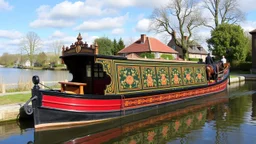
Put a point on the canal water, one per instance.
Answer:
(228, 117)
(14, 75)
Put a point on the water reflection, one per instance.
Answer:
(165, 125)
(227, 117)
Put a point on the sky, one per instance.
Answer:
(60, 20)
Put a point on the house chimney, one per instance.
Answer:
(142, 38)
(253, 33)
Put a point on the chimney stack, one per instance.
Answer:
(253, 33)
(142, 38)
(186, 38)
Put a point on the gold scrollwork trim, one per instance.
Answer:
(108, 68)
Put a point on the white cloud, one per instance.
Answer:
(117, 31)
(5, 5)
(65, 13)
(248, 25)
(10, 34)
(102, 24)
(247, 5)
(135, 3)
(40, 23)
(142, 25)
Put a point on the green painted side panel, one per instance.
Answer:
(130, 76)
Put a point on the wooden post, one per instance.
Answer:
(42, 84)
(3, 88)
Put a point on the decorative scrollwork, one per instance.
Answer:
(107, 67)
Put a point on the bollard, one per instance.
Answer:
(3, 88)
(42, 84)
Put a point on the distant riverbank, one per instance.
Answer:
(15, 75)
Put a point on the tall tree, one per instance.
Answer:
(120, 45)
(185, 12)
(30, 44)
(57, 47)
(105, 45)
(115, 47)
(228, 40)
(223, 11)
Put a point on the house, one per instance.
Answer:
(147, 45)
(194, 49)
(26, 63)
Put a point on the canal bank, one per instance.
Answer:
(11, 111)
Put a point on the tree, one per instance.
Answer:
(228, 40)
(105, 45)
(57, 47)
(120, 45)
(185, 12)
(9, 59)
(30, 44)
(41, 59)
(115, 47)
(223, 11)
(248, 46)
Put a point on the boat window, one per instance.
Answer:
(98, 71)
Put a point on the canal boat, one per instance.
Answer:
(163, 124)
(110, 87)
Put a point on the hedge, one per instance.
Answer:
(194, 59)
(148, 55)
(244, 66)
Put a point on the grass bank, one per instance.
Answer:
(16, 98)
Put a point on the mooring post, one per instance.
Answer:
(42, 84)
(3, 89)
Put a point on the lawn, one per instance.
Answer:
(17, 98)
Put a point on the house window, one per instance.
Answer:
(157, 55)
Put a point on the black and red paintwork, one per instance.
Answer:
(54, 109)
(103, 97)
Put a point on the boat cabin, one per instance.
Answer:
(88, 76)
(114, 75)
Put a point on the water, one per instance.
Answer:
(225, 118)
(13, 75)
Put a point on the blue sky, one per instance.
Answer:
(60, 20)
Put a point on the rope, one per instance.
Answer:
(28, 109)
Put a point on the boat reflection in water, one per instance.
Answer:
(158, 126)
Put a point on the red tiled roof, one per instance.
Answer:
(150, 45)
(132, 55)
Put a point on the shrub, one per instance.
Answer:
(194, 59)
(167, 56)
(148, 55)
(244, 66)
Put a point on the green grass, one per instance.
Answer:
(239, 72)
(233, 76)
(10, 99)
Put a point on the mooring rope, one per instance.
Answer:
(28, 109)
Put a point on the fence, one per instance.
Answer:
(26, 86)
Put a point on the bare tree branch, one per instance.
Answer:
(30, 44)
(223, 11)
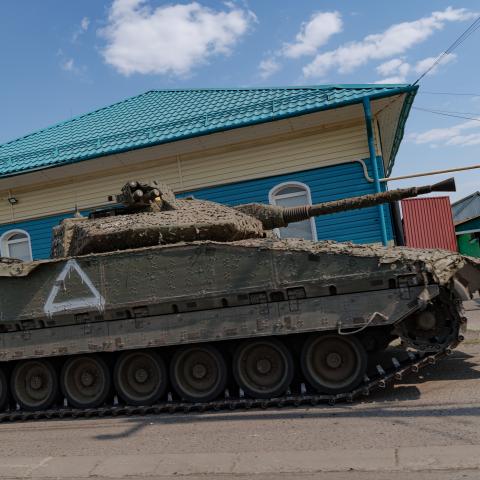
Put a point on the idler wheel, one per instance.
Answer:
(263, 368)
(85, 381)
(198, 373)
(333, 363)
(34, 384)
(140, 378)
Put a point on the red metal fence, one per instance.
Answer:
(428, 223)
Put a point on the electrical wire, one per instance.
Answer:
(448, 111)
(447, 114)
(450, 93)
(467, 33)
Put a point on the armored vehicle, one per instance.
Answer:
(171, 303)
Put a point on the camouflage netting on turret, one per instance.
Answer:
(191, 220)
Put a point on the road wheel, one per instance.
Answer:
(140, 378)
(85, 381)
(263, 368)
(3, 390)
(333, 363)
(198, 373)
(34, 384)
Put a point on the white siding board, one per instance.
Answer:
(327, 147)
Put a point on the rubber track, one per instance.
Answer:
(384, 377)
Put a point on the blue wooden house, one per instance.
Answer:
(280, 145)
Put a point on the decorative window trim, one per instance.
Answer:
(4, 242)
(272, 196)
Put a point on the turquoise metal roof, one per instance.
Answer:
(161, 116)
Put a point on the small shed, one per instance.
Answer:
(466, 217)
(284, 145)
(428, 223)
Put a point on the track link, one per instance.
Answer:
(384, 376)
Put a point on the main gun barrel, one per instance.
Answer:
(274, 216)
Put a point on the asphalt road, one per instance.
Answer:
(428, 424)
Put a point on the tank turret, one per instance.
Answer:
(148, 214)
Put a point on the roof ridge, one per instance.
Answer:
(281, 87)
(73, 119)
(166, 115)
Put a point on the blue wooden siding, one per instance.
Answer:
(326, 184)
(40, 231)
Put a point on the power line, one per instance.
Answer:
(451, 93)
(467, 33)
(448, 111)
(446, 114)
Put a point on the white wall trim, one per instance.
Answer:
(293, 183)
(4, 240)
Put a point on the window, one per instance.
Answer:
(16, 244)
(290, 195)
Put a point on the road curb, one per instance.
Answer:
(404, 459)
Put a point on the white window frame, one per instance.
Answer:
(5, 242)
(272, 196)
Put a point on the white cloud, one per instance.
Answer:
(313, 34)
(394, 66)
(170, 39)
(397, 68)
(395, 40)
(457, 135)
(422, 65)
(268, 67)
(387, 80)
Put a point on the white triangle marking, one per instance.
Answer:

━━━━━━━━━━━━━━━━

Scan the lines above for the word "blue". Return each one that has it.

Put a point on the blue sky, one per instance.
Put a point on the blue wooden house, one per instance.
Put a point on the blue wooden siding, one per instance.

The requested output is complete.